At a first glance, Dumouchel’s account of trust as an action seems to face the same objection he raised in the first part against the “cognitive” approaches to trust, that is, it fails to explain why trust should be distinguished from other types of cooperative actions (as for example letting your car pass before mine at an intersection) in the same sense as cognitive approaches fail, according to him, to distinguish trust from other kinds of expectation about the future actions of the other agent. If it is the action that counts, and not its motivation, it would be important to understand what is the feature of the action that differentiates it from other classes of actions. Dumouchel’s idea is that what is specific of trust as an action is that, in order to succeed, it must be recognized by the trustee. I cannot trust another person without her awareness that I am trusting her. And it is this acknowledgement of my trust that creates a bond in the other agent, that is, the bond to reciprocate, and not to betray my trust. But this doesn’t explain exactly what particular ingredient of trust as an action creates a moral bond. If I pay a book on Amazon.com before receiving it, I’m doing it because I cannot do otherwise, but Amazon.com doesn’t send me the book because it has recognised my trust, but because I have paid for it. Or if I go to the doctor because I am ill, it is not the fact that I trust him or her that creates a moral obligation to heal me, but the fact that I am ill. Or else - to take the final example provided by Dumouchel - if a child gives power to an abusive parent, it is not because he or she trusts the parent, but because she or he cannot do otherwise. And it should not be the parent’s recognition of his or her child’s trust that creates a bond to reciprocate. What Dumouchel reintroduces in the end of his paper in order to explain why people act trustfully is that “the trusting agent believes that some good will follow from it”, which, combined with the condition of the recognition of the trustful intention by the trustee, gives us back the classical view of trust in terms of expectations about the other agent’s actions towards ourselves in a context in which our own action can influence the course of events. Dumouchel thus seems to admit in the end that actions are motivated by rational expectations about the course of events.

It is unclear also how dependence creates the need to act trustfully. Dependence often causes us to grant power to people whom we do not trust. We can also act altruistically and trust other people without being dependent. I can be trustful because I am in a privileged moral, social or emotional disposition that leads me to trust despite the lack of evidence about the other.
Finally, I can’t see how Dumouchel’s view of trust as an action can accommodate “the specificity of trust in different forms of cooperative behaviour”, as he claims it does in conclusion. Many situations of dependence and imbalance of power that he wants to treat within his approach are not “cooperative” in the standard sense. Clearly my trustful action towards my surgeon won’t much influence - or so I hope - his or her performance. If Dumouchel’s point is just the general and well known point that acting trustfully, even in absence of any motivation, can sometime positively reinforce reciprocity, it would be interesting to understand why it is so and to explore further the dynamics of trustful interactions instead of concentrating on the individual’s action.

*RAW DATA*

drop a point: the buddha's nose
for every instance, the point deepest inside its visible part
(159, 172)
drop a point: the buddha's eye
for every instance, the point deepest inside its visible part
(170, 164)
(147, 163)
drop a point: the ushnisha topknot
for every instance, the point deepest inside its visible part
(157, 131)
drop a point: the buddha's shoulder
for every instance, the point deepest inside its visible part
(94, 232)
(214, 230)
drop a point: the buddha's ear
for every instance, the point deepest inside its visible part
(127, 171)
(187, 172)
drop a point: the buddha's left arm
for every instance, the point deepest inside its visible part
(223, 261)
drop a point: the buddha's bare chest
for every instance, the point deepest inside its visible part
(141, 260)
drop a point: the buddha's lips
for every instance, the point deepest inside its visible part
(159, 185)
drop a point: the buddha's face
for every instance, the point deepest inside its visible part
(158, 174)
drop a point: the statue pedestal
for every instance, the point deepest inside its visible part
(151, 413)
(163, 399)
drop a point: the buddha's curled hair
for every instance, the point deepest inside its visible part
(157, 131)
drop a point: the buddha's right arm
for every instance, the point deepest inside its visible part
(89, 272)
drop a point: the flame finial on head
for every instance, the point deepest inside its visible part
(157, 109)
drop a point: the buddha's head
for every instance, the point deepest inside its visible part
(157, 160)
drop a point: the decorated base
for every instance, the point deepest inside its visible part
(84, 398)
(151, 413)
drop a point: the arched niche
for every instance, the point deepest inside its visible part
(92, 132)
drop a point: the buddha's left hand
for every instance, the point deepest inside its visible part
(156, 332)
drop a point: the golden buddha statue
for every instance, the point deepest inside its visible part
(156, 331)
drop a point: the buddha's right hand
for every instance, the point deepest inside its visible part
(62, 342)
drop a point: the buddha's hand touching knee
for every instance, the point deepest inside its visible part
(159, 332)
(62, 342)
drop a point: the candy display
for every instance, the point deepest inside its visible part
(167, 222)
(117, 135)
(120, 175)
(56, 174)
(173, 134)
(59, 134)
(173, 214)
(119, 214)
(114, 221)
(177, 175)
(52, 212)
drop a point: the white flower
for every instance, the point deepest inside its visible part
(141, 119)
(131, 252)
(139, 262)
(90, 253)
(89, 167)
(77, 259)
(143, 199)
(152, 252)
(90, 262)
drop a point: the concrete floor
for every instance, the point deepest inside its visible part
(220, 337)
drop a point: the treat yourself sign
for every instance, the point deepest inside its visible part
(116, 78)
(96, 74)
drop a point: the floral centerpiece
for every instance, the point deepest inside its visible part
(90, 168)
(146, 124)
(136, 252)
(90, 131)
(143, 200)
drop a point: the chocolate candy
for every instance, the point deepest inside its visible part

*ASSIGNMENT*
Copy out the passage on trust word for word, from "It is unclear" to "about the other.". The listing isn't needed for this work.

*SOLUTION*
It is unclear also how dependence creates the need to act trustfully. Dependence often causes us to grant power to people whom we do not trust. We can also act altruistically and trust other people without being dependent. I can be trustful because I am in a privileged moral, social or emotional disposition that leads me to trust despite the lack of evidence about the other.